** Opening Excerpt provided block **
Find out how a woman who suffered domestic violence in Guatemala uses media to inform herself about her rights and share this information with others, as part of #mediadev's international series on people using media.
At six o’clock in the morning, Sandra Gómez switches on the stereo perched on top of her refrigerator. She tunes into Radio Qawinaqel, a community radio station in the rural town of Palín where she lives, some 40 kilometers from Guatemala City.
Sandra listens as she prepares breakfast for her two daughters and three grandchildren who live with her. She likes Radio Qawinaqel, which broadcasts in both Spanish and the indigenous Mayan language of Poqomam, because of its mix of local information and entertainment.
She loves hearing marimba music (music played on a traditional Guatemalan percussion instrument that looks like a xylophone) and finding out about local cultural activities. Despite only having attended elementary school, Sandra also regularly listens to a show analyzing the political, economic and social problems of Palín.
Sandra says her family trust the information they hear on Radio Qawinaqel, which was originally founded to promote the indigenous Poqomam Mayan culture. "[The reporters] investigate and go directly to the people who are part of the news; we can hear the voices of the interviewees," the 46-year-old says.
Lack of local independent news
It's a different story with the five other radio stations in Palín, says Sandra. None of the stations (three are commercial, one is government-run and one is a religious station) showcases the residents’ complaints and problems, or investigates corruption.
"They need to have a good relationship with the mayor and therefore don't investigate him because he generates a lot of money through publicity, money that should be invested in the needs of the people," says Sandra, referring to the common practice in Guatemala of journalists’ being paid by individuals or organizations to report on events. Journalists who report critically are subsequently not invited to cover an event, losing a source of income.
Apart from Radio Qawinaqel, it's difficult to find trustworthy sources of local news about Palín, explains Sandra. The monthly magazine "El Chiltepe" covers local stories but it's written by people from Palín who no longer live in the village and often contains "falsehoods", she says.
"Those who write the magazine rely on what they are told by other neighbors that live here as they are not there to check it and they do not review if the information is correct."
Internet is out of reach
Once her daughters have headed to work and grandchildren to school, Sandra crosses the street to sell mango, pineapple and oranges from a stand opposite her house. The 46-year-old used to hawk magazines and other products door-to-door but six years ago, she hurt her leg in an accident and can no longer walk longer distances.
Sandra currently earns 30-50 quetzal ($4-7) a day. Despite only ever having worked informally, Sandra managed to educate her five daughters. They are now teachers and secretaries and help with the monthly expenses.
But money is still tight. Sandra doesn't use the Internet at all because she can't afford it. The radio is her primary, though not her only, source of information.
Knowing about women's rights
Sandra also reads the feminist newspaper "La Cuerda", a monthly publication covering topics such as sexual and reproductive rights, political participation of women, equality and recognition of diversity.
Knowing about such issues is important for Sandra, whose life has been scarred by domestic violence. Her father was an alcoholic who hit her mother until, Sandra says, she was "purple and green from the beatings he gave her."
** Closing Excerpt provided block **
** Opening Dataset block **
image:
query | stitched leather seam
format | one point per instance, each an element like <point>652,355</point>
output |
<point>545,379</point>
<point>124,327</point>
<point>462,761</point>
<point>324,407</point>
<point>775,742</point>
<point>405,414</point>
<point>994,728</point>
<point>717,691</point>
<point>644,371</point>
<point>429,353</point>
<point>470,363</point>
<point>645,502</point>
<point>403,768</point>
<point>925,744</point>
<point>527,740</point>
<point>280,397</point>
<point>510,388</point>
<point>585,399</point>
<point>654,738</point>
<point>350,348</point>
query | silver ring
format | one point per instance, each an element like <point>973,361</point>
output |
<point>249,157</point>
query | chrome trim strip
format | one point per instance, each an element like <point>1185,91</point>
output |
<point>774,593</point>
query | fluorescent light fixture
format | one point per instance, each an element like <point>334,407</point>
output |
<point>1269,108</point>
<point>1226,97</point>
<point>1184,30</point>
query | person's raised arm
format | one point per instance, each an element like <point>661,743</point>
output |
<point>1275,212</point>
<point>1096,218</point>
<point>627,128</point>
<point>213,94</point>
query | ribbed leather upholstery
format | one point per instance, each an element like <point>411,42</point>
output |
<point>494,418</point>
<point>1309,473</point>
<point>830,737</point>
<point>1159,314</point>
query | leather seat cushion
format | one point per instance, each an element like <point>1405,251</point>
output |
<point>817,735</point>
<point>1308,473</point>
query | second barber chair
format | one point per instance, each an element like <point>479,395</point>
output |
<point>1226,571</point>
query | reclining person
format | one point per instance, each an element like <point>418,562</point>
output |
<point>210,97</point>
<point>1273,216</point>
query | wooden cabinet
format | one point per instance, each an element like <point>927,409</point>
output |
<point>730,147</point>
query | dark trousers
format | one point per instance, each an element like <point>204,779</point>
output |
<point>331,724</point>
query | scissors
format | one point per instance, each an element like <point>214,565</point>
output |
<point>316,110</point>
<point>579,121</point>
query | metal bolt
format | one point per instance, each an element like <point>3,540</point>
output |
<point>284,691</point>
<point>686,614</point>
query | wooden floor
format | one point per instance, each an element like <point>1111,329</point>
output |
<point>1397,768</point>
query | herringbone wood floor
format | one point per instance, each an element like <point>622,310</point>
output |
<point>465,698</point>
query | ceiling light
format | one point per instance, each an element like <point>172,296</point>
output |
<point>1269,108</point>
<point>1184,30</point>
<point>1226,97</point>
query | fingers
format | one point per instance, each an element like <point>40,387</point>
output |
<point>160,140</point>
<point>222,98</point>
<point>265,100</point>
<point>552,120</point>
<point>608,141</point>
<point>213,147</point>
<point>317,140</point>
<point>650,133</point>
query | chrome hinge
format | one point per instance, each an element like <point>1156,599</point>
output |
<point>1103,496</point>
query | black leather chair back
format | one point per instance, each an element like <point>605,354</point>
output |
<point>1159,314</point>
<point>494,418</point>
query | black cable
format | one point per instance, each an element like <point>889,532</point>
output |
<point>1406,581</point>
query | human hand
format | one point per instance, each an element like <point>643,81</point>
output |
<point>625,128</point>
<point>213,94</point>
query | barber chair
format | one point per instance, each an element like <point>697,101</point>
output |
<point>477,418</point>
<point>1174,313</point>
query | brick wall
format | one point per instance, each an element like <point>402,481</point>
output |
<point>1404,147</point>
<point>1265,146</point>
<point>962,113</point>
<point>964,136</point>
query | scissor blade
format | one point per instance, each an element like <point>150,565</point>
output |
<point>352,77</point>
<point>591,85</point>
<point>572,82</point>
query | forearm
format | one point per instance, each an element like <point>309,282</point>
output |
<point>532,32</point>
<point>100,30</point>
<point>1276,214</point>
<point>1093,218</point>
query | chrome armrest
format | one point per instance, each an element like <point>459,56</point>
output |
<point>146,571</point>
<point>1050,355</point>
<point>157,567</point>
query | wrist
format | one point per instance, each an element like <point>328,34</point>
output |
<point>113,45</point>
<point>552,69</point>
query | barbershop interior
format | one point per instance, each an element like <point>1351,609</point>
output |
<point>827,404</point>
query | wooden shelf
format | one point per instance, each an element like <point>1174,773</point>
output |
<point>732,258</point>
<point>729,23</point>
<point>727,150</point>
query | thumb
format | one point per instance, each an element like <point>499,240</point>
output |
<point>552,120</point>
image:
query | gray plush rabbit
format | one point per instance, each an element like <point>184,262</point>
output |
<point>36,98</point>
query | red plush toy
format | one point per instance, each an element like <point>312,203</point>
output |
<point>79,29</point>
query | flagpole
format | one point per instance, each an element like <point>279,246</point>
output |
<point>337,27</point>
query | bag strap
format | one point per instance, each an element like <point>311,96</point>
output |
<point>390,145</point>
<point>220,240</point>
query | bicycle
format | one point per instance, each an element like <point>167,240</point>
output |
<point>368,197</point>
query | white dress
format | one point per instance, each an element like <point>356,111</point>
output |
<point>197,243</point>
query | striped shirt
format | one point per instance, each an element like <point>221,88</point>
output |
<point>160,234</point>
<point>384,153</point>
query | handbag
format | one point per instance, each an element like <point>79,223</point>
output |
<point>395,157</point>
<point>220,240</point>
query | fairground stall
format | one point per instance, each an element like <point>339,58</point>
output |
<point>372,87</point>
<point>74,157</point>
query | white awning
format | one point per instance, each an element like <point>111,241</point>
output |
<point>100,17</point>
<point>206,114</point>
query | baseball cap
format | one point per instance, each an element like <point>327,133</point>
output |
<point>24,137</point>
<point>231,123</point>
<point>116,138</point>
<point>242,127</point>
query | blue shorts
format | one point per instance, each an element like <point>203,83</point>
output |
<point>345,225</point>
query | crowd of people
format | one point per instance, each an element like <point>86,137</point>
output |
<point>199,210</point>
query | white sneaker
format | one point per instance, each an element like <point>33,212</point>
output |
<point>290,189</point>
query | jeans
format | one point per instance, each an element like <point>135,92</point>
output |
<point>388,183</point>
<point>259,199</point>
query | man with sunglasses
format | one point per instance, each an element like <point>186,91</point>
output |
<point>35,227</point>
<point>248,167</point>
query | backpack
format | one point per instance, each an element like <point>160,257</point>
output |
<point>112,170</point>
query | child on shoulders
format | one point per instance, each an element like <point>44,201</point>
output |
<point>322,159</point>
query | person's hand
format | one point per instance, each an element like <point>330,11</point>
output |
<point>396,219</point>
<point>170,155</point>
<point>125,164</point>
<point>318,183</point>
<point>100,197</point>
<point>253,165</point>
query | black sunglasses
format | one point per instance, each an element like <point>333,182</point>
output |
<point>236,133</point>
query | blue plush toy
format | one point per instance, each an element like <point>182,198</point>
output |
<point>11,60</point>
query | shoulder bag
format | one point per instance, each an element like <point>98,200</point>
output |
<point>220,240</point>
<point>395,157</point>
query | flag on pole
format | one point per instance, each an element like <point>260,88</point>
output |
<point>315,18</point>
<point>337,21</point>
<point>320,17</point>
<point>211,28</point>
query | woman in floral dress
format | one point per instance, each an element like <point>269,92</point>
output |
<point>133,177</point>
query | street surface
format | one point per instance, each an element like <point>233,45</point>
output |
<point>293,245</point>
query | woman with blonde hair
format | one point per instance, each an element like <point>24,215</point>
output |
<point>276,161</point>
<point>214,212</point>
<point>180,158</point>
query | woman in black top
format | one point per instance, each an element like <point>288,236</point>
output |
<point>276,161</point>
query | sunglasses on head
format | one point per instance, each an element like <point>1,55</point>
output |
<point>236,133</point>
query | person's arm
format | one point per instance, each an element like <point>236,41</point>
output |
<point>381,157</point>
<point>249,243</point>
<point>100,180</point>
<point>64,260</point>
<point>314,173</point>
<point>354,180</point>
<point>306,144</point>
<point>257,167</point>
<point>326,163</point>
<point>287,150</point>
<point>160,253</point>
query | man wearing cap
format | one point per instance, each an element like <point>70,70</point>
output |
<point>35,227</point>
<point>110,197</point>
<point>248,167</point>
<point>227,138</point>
** Closing Dataset block **
■ **Using the information**
1. In the article about Sandra Gómez, how many radio stations in Palín are there besides Radio Qawinaqel?
2. From the article about Sandra Gómez, copy word for word the part that opens with the words containing "She loves hearing" and closes with "the 46-year-old says.".

■ **Solution list**
1. Five.

2.
She loves hearing marimba music (music played on a traditional Guatemalan percussion instrument that looks like a xylophone) and finding out about local cultural activities. Despite only having attended elementary school, Sandra also regularly listens to a show analyzing the political, economic and social problems of Palín.
Sandra says her family trust the information they hear on Radio Qawinaqel, which was originally founded to promote the indigenous Poqomam Mayan culture. "[The reporters] investigate and go directly to the people who are part of the news; we can hear the voices of the interviewees," the 46-year-old says.